*** Page excerpt
To dream the impossible dream! Many a Man of La Mancha has gone tilting the windmills of popular indifference to establish an American Royal Shakespeare Company or a Yankee Comédie Française, only to watch it fold after a year or three. The nonprofit Red Bull Theater, now in its 20th season, proudly cultivates the classics in a humbler niche.
Mainstage productions often focus on academic curiosities served up with populist flair—white elephants by the Bard’s contemporaries, for instance, or from Spain’s Golden Age. In an invaluable extension of the franchise, the company also stages readings of masterworks too rarely revived. Most may be seen in person or online. Molière’s Addamsesque final comedy The Imaginary Invalid (1673) streams live on Monday, February 19, and remains available online through the following Sunday.
******
*** Supplied data
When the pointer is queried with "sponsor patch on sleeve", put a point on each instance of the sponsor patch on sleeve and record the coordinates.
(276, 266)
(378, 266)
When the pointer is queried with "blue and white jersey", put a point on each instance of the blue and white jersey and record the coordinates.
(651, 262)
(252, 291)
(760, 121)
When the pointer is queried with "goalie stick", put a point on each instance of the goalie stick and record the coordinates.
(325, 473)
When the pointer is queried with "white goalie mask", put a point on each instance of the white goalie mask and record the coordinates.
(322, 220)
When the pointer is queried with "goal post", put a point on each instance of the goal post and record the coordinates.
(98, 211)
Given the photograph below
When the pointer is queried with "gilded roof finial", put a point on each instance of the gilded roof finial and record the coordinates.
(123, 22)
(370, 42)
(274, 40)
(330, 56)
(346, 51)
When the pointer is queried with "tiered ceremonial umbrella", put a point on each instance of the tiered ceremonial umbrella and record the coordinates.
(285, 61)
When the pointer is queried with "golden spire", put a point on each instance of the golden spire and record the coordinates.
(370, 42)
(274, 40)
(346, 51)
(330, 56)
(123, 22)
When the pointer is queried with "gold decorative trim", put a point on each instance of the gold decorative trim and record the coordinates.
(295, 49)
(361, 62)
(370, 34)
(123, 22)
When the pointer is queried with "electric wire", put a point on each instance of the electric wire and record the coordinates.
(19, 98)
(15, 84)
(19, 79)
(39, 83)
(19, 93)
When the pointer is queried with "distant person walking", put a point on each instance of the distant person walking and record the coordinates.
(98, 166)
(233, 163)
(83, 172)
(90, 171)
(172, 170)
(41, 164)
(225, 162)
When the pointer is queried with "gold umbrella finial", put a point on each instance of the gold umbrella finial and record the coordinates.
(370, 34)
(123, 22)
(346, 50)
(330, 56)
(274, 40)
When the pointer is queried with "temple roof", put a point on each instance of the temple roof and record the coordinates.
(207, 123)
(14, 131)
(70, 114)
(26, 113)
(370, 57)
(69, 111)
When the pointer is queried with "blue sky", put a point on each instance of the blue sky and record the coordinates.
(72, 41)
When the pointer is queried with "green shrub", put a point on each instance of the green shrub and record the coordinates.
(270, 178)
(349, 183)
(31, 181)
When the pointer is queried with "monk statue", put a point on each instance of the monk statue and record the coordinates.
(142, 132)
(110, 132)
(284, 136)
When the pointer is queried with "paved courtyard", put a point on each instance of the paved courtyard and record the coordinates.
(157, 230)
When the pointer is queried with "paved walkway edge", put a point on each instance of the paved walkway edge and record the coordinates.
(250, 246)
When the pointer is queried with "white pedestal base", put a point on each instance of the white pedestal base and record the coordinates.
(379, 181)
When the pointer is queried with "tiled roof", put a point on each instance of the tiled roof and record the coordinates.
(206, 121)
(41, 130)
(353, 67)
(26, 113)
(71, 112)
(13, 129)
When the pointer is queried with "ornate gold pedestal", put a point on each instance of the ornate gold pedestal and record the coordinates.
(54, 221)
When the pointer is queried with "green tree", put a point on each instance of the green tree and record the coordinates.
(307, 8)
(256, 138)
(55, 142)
******
Goal A: According to the passage on Red Bull Theater, on what date does The Imaginary Invalid stream live?
Goal B: Carry on the passage about Red Bull Theater from its last sentence.
Nothing in the entries is needed for what follows.

Exercise answer A: Monday, February 19.

Exercise answer B:
The Rabelaisian part of Argan, the moneybags hypochondriac originally acted by the playwright himself, goes to Mark-Linn Baker, a funny man of vast experience and seasoned gravitas who began honing his Molière while still in training at the Yale Drama School over four decades ago. For competition, he has the porcelain beauty Annaleigh Ashford, fresh off her vaudevillean Mrs. Lovett in the Broadway revival of Sweeney Todd. As the maid Toinette, Ashford will be knocking herself out to save Argan from himself, going so far as to impersonate a bossy physician—thereby anticipating Mozart’s Così fan tutte by more than a century.
The scenario involves the usual commedia dell’ arte suspects: as the textbook tyrannical father, Argan has a rebellious daughter to lock horns with, not to mention a grasping merry widow-in-waiting, and con artists of many stripes. To think that while he was sending up the quacks of France, Molière was dying of tuberculosis, and that he collapsed at the fourth performance, dying hours after! Autumn’s in the air. The satire bites hard.
A word on language. The cut-crystal couplets of such Molière masterpieces as The School for Wives, The Misanthrope, andTartuffe pose gnarly challenges. The Imaginary Invalid, however, is written in prose. For Jeffrey Hatcher, who has adapted such classics as Goldoni’s Servant of Two Masters and Gogol’s Government Inspector, this assignment should be a piece of cake—except for the mock Esperanto songs in the finale, which are best left just as they are.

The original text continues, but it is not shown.